(The problem)
All of the records listed below should be retyped exactly.

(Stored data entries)
▬▬▬▬▬▬

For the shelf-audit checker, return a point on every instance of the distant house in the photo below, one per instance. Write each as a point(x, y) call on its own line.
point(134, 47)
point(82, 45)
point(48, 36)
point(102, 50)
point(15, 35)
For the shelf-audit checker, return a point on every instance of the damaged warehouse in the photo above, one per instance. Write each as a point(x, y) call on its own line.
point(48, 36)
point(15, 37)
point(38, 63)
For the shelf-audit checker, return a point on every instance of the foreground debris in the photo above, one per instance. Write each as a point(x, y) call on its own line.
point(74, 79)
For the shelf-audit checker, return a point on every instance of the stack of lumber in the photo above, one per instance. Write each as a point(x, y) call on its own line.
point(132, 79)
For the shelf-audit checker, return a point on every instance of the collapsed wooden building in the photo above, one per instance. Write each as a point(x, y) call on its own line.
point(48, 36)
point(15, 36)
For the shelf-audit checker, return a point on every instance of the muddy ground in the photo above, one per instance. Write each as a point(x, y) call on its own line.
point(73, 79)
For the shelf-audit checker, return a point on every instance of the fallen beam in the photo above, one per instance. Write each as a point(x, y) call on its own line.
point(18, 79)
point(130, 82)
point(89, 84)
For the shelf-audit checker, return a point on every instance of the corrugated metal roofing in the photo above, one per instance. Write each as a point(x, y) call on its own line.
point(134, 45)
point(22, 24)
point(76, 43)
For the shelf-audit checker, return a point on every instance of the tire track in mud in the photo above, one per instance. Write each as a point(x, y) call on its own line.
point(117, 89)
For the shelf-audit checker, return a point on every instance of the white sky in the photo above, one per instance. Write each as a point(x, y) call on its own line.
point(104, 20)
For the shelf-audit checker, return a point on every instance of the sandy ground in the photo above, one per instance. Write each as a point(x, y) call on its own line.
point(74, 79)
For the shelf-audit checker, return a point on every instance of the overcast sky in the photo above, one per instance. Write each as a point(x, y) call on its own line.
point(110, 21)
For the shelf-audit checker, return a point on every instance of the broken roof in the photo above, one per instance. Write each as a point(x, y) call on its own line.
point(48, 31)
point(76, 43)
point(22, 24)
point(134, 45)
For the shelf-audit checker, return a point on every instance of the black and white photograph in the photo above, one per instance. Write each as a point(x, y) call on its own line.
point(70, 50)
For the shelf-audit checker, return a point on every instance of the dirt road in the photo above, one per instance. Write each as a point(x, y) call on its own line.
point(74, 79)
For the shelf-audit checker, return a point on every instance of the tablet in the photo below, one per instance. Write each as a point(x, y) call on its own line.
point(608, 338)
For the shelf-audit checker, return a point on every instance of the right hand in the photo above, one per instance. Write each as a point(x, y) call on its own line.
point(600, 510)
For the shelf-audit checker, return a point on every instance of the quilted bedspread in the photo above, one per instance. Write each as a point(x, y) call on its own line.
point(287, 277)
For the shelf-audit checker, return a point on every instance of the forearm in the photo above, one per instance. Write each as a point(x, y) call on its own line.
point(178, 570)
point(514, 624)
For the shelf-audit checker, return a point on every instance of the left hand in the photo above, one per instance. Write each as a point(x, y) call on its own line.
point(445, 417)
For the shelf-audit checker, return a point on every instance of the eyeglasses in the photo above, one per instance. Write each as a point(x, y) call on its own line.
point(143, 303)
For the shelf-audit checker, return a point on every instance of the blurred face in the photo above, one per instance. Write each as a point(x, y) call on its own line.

▬▬▬▬▬▬

(Solution for this problem)
For the shelf-audit checker, return a point on every instance of the distant house in the photo below, one per instance. Write each as a point(x, y) call on its own line.
point(134, 47)
point(82, 45)
point(48, 36)
point(102, 50)
point(15, 35)
For the shelf-audit checker, return a point on every instance of the damaged warehouse in the photo above, one per instance. Write each as a point(x, y) call on its own line.
point(48, 36)
point(15, 37)
point(38, 63)
For the shelf-audit checker, return a point on every instance of the foreground debris in the photo above, one per instance. Write each as a point(x, y) call on its own line.
point(74, 79)
For the shelf-audit checker, return a point on every instance of the stack of lumber in the photo above, one per instance. Write each as a point(x, y) call on its own line.
point(132, 79)
For the shelf-audit checker, return a point on every instance of the collapsed wooden building in the photo above, one per instance. Write each as a point(x, y) call on its own line.
point(48, 36)
point(15, 36)
For the shelf-audit checker, return a point on every instance of the muddy ground in the photo above, one per instance. Write each as a point(x, y) call on its own line.
point(73, 79)
For the shelf-audit checker, return a point on every instance of the fallen beam in the photo above, one per instance. Write each as a point(x, y) call on its own line.
point(18, 79)
point(130, 82)
point(89, 84)
For the shelf-audit checker, return a point on every instance of the corrugated metal roofing in the photo above, one per instance. Write each as a point(x, y) call on its own line.
point(134, 45)
point(22, 24)
point(76, 43)
For the shelf-audit checker, return a point on every instance of the tire track in mud in the photo above, one per instance. Write each as a point(x, y) call on its own line.
point(117, 89)
For the shelf-audit checker, return a point on every instance of the white sky in the photo above, one per instance. Write each as a point(x, y) call on its own line.
point(104, 20)
For the shelf-audit checker, return a point on every instance of the sandy ground in the photo above, one per instance. Write each as a point(x, y) call on its own line.
point(74, 79)
For the shelf-audit checker, return a point on every instance of the overcast sky in the photo above, one per instance. Write each as a point(x, y) call on its own line.
point(110, 21)
For the shelf-audit checker, return a point on every instance of the broken roof in the photo above, one per instance. Write each as a point(x, y) call on its own line.
point(48, 31)
point(76, 43)
point(22, 24)
point(134, 45)
For the shelf-audit checker, return a point on every instance of the black and white photograph in the photo above, one per instance. Write each as a point(x, y) call on its own line.
point(70, 50)
For the shelf-audit checker, return a point on every instance of the dirt road in the photo above, one per instance. Write each as a point(x, y) call on its own line.
point(74, 79)
For the shelf-audit checker, return a point on every instance of the tablet in the photo below, one per instance. Write each as a point(x, y) call on its own line.
point(608, 338)
For the shelf-audit checker, return a point on every instance of the right hand in the photo above, one per instance. Write each as a point(x, y) call on its own line.
point(600, 510)
For the shelf-audit checker, return a point on every instance of the quilted bedspread in the photo above, one per instance. Write each as a point(x, y) call on its own line.
point(287, 277)
For the shelf-audit checker, return a point on every instance of the forearm in the photo above, one per instance. Write each as a point(x, y) call on its own line.
point(178, 570)
point(514, 624)
For the shelf-audit checker, return a point on every instance of the left hand in the photo above, one per instance. Write each as a point(x, y) call on its own line.
point(445, 417)
For the shelf-audit checker, return a point on every instance of the eyeglasses in the photo above, one per instance. Write each as a point(x, y) call on its own line.
point(143, 303)
For the shelf-audit checker, return a point on every instance of the blurred face in the photo above, one per instance. Write each as a point(x, y) call on its own line.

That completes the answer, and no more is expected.